#### WORK TO COMPLETE
Render the stretch of the data that opens with the line containing "job: provide the outline of every instance of the wildfire" and closes with the line containing "POLYGON ((87 67, 96", both lines included, as a JSON list of strings with one string per line and blank lines left out.

++++++++++++++++++++

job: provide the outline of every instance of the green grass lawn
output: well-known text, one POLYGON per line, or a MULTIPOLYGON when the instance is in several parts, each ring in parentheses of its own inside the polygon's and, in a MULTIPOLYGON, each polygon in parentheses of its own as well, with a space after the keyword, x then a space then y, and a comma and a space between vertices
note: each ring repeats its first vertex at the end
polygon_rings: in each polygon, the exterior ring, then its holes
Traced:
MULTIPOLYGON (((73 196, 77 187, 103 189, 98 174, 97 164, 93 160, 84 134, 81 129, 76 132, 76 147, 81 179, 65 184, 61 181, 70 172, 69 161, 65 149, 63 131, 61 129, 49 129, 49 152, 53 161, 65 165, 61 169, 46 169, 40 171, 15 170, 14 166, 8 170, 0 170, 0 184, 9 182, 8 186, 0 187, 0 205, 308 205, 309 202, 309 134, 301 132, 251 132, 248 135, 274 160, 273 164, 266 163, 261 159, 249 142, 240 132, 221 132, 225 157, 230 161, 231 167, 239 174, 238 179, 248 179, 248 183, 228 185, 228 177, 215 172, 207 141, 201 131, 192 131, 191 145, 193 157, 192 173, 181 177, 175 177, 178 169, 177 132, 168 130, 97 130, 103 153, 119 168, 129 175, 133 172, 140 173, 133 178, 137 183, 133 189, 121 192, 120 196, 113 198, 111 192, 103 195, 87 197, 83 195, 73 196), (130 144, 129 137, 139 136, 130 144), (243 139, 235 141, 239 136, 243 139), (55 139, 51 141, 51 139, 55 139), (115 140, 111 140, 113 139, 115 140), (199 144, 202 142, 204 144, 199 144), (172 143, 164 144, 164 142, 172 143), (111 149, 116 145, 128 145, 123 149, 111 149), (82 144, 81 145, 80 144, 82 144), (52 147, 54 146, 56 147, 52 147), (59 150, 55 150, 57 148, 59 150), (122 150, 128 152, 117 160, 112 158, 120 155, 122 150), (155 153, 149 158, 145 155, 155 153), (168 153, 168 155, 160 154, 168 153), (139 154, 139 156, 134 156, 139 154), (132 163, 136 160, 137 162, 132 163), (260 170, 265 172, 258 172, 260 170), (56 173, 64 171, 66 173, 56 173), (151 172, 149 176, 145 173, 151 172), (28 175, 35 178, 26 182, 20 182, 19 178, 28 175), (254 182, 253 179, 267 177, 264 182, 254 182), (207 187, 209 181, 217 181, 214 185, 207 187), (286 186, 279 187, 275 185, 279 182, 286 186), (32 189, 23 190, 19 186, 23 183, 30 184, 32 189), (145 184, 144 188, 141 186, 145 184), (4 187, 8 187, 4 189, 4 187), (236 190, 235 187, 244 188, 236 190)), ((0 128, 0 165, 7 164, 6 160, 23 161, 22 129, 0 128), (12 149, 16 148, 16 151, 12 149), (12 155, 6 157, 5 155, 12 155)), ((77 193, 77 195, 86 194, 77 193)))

++++++++++++++++++++

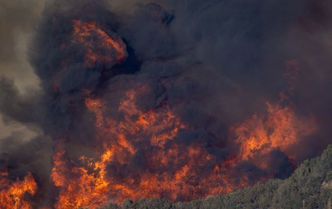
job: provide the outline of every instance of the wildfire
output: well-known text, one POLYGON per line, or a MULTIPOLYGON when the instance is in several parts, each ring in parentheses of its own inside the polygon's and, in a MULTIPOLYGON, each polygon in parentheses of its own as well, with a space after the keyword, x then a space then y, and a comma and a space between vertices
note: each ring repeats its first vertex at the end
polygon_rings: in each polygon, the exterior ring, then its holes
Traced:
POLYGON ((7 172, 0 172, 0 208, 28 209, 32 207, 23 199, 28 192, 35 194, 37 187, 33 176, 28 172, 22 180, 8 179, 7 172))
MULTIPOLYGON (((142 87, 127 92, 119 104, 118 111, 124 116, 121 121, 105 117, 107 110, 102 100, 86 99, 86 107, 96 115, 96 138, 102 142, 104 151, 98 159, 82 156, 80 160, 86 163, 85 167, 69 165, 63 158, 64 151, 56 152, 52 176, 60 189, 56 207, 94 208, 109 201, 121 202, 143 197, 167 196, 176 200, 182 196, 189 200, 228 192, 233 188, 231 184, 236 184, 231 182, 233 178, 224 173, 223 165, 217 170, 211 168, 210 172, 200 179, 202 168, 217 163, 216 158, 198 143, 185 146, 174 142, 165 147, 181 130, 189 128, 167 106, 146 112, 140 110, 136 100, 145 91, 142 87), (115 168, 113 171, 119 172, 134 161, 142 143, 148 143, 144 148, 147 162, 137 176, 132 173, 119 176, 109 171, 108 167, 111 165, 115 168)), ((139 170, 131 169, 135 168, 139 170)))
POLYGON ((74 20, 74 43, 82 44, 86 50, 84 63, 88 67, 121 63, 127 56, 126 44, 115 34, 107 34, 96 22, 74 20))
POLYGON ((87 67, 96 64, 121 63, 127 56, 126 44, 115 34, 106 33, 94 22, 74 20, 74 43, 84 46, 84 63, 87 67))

++++++++++++++++++++

#### CORRECT RESULT
[
  "job: provide the outline of every instance of the wildfire",
  "output: well-known text, one POLYGON per line, or a MULTIPOLYGON when the instance is in several parts, each ring in parentheses of its own inside the polygon's and, in a MULTIPOLYGON, each polygon in parentheses of its own as well, with a space after the keyword, x then a space then y, and a comma and a space between vertices",
  "note: each ring repeats its first vertex at the end",
  "polygon_rings: in each polygon, the exterior ring, then its holes",
  "Traced:",
  "POLYGON ((7 172, 0 172, 0 208, 28 209, 32 207, 23 199, 28 192, 35 194, 37 187, 33 176, 28 172, 22 180, 8 179, 7 172))",
  "MULTIPOLYGON (((142 87, 127 92, 119 104, 118 111, 124 116, 121 121, 105 117, 107 110, 102 100, 86 99, 86 107, 96 115, 96 138, 102 142, 104 151, 98 159, 82 156, 80 160, 86 163, 85 167, 69 165, 63 158, 64 151, 56 152, 52 176, 60 189, 56 207, 94 208, 109 201, 121 202, 143 197, 167 196, 176 200, 182 196, 189 200, 228 192, 233 188, 231 184, 236 184, 231 182, 233 178, 224 173, 223 165, 217 170, 211 168, 210 172, 200 179, 202 168, 217 163, 216 158, 198 143, 185 146, 174 142, 165 147, 181 130, 189 128, 167 106, 146 112, 140 110, 136 100, 145 91, 142 87), (115 168, 113 171, 119 172, 134 161, 142 143, 148 143, 144 148, 147 162, 137 176, 132 173, 119 176, 109 171, 108 167, 111 165, 115 168)), ((139 170, 131 169, 135 168, 139 170)))",
  "POLYGON ((74 20, 74 43, 82 44, 86 50, 84 63, 88 67, 121 63, 127 56, 126 44, 115 34, 107 34, 96 22, 74 20))",
  "POLYGON ((87 67, 96 64, 121 63, 127 56, 126 44, 115 34, 106 33, 94 22, 74 20, 74 43, 84 46, 84 63, 87 67))"
]